──────── 摘录
跳转至

ArchiveBox使用🐟

Back

ref:

当你遇见他,感悟他,细心珍藏他,然后毫无疑问地,最终会遗忘了他,我说的是书签,浏览器上保存的那些成白上千的、杂乱的书签。

每次翻起都不自觉的瑟瑟发抖,不仅是忘了拿来干啥,主要还有很多经过岁月洗礼后已经GG咧,404,总会给你意外的惊喜,为啥是惊喜,因为你有了借口删掉它。💩

偶然在网上找到ArchiveBox,一个Open-source self-hosted web archiving(自建的内容存档?),是基于python的爬虫系统,可以把链接内容完整地保存到本地(包括文章文字、样式,甚至音视频),还提供了存档的管理后台。就非常银性化,很符合在下要求。😏 那么,搞起:)

一、安装🐟

推荐是用docker安装,因为方便,直接pip安装也很好,看个人习惯,翻翻上面官方链接,这里不多介绍了。
────────────────
• _任务目标 A_:
在下方列表中找出含有字符串“mark”的每一行，并将这些行逐行照录。
──────── 任务输入
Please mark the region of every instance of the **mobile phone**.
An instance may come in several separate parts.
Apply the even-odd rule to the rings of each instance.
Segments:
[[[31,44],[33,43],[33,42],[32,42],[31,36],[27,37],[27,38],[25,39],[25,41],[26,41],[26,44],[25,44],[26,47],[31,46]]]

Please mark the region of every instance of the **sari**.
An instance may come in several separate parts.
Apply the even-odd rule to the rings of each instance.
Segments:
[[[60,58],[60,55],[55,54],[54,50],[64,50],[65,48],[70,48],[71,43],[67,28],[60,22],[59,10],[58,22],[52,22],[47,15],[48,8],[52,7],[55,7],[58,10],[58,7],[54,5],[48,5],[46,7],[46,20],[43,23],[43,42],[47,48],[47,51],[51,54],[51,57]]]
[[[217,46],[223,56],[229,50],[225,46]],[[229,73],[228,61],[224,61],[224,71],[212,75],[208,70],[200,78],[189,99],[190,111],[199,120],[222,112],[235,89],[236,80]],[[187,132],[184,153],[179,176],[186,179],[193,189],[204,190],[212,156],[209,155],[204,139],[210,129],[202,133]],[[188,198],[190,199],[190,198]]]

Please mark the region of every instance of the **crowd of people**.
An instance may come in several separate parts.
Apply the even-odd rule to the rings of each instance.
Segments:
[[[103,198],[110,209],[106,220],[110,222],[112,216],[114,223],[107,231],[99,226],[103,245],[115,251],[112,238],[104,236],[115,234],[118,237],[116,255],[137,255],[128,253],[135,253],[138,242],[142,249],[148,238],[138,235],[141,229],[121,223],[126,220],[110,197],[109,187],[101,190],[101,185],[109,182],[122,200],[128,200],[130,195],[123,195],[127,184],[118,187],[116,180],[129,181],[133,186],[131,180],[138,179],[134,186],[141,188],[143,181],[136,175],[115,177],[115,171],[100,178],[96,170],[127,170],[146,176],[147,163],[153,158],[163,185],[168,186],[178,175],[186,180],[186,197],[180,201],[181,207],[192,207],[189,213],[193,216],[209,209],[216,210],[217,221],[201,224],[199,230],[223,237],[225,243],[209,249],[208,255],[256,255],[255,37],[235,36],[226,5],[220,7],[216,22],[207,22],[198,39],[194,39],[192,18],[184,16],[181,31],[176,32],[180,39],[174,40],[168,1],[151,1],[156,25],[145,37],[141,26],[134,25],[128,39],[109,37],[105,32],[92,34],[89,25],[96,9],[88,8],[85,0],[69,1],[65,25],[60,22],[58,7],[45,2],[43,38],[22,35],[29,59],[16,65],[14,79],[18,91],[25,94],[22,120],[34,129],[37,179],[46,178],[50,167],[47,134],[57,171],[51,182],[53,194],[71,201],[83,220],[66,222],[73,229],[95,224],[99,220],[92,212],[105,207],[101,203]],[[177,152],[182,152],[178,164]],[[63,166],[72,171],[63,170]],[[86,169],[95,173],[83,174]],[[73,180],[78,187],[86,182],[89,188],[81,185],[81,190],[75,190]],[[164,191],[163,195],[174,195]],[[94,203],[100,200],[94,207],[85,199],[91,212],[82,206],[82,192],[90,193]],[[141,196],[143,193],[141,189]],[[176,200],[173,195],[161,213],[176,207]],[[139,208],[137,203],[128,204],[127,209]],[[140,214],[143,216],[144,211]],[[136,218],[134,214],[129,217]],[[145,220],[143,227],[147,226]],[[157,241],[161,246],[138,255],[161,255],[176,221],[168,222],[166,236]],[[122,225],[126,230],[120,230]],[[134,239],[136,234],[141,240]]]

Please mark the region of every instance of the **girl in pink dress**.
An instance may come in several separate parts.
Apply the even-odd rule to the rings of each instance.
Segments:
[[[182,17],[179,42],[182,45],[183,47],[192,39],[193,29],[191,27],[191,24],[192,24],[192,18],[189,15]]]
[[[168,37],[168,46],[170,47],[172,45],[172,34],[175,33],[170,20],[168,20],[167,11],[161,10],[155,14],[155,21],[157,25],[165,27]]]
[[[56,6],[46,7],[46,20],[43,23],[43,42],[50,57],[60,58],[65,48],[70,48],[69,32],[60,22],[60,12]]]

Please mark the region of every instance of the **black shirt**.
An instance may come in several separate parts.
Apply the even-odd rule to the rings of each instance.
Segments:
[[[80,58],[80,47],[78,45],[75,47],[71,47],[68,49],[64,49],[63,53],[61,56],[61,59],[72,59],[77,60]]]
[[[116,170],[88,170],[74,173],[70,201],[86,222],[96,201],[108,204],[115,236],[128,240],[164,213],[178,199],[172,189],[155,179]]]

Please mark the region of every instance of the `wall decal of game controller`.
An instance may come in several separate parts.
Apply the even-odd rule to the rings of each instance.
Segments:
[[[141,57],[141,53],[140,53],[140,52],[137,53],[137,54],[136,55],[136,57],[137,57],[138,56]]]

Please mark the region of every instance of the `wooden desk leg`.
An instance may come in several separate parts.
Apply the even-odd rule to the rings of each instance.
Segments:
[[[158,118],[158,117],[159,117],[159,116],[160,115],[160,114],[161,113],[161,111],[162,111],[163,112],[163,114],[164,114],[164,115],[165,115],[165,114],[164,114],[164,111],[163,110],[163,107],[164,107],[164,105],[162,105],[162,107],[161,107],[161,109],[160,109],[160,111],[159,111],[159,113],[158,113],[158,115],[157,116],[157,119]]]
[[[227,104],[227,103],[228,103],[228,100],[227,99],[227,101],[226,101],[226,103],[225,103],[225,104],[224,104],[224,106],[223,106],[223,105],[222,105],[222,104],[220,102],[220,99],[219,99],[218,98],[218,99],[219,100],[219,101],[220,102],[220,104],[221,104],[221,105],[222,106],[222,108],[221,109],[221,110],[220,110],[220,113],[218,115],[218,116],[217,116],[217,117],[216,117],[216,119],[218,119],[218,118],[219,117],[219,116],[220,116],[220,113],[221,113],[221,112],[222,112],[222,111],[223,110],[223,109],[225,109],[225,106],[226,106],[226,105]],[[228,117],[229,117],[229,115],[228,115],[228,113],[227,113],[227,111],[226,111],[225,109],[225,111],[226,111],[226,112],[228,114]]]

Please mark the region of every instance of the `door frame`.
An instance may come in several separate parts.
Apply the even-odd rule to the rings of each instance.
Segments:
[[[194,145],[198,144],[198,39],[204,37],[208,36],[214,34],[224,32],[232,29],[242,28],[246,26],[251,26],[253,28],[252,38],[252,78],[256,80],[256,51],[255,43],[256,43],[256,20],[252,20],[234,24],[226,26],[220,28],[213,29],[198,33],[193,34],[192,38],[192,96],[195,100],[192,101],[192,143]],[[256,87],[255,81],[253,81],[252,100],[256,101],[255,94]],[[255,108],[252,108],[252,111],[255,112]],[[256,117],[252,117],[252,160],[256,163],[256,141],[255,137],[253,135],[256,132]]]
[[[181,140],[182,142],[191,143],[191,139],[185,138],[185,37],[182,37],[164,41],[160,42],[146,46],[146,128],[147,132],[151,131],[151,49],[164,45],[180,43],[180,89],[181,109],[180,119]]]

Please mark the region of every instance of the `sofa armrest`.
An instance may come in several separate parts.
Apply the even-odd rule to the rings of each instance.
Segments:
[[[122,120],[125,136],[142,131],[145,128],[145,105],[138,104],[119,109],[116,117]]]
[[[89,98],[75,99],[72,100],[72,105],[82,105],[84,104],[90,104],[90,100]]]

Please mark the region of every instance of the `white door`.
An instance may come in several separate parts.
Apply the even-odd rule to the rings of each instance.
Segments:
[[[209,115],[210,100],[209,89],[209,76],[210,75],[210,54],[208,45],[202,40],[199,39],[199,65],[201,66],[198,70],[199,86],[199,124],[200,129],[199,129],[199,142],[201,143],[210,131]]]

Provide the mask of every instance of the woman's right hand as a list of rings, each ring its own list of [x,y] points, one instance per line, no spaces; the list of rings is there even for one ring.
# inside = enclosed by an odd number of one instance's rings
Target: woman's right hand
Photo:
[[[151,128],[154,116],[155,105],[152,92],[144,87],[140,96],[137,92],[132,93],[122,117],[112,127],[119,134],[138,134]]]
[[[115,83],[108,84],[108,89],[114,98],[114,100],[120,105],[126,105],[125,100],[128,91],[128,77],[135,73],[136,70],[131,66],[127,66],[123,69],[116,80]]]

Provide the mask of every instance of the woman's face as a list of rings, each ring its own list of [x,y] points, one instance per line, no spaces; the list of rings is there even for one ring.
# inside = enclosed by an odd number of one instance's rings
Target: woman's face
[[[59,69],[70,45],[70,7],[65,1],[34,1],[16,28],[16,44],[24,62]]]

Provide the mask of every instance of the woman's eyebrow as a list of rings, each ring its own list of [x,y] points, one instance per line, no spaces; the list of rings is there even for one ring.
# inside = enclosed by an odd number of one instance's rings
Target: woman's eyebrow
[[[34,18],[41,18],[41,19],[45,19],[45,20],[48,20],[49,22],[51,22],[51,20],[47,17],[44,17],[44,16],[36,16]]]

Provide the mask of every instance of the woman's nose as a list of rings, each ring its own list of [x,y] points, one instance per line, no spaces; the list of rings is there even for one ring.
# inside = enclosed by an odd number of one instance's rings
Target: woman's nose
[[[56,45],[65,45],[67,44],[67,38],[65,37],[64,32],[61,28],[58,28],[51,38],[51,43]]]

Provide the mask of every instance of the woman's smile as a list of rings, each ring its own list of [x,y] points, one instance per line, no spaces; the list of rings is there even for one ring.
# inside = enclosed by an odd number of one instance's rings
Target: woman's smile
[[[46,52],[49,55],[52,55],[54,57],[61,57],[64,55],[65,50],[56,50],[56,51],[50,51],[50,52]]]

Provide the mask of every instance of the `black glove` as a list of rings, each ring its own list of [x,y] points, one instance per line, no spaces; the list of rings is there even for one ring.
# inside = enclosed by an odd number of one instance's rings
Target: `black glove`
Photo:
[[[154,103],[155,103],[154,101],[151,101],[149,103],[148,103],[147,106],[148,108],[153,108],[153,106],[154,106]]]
────────────────
• _任务目标 B_:
将上方关于ArchiveBox使用的摘录中，从“偶然在网上找到ArchiveBox,一个Open-source self-hosted web”开始、到“面官方链接,这里不多介绍了。”结束的部分逐字重新录入。

• _答案 A_:
Please mark the region of every instance of the **mobile phone**.
Please mark the region of every instance of the **sari**.
Please mark the region of every instance of the **crowd of people**.
Please mark the region of every instance of the **girl in pink dress**.
Please mark the region of every instance of the **black shirt**.
Please mark the region of every instance of the `wall decal of game controller`.
Please mark the region of every instance of the `wooden desk leg`.
Please mark the region of every instance of the `door frame`.
Please mark the region of every instance of the `sofa armrest`.
Please mark the region of every instance of the `white door`.

• _答案 B_:
偶然在网上找到ArchiveBox,一个Open-source self-hosted web archiving(自建的内容存档?),是基于python的爬虫系统,可以把链接内容完整地保存到本地(包括文章文字、样式,甚至音视频),还提供了存档的管理后台。就非常银性化,很符合在下要求。😏 那么,搞起:)

一、安装🐟

推荐是用docker安装,因为方便,直接pip安装也很好,看个人习惯,翻翻上面官方链接,这里不多介绍了。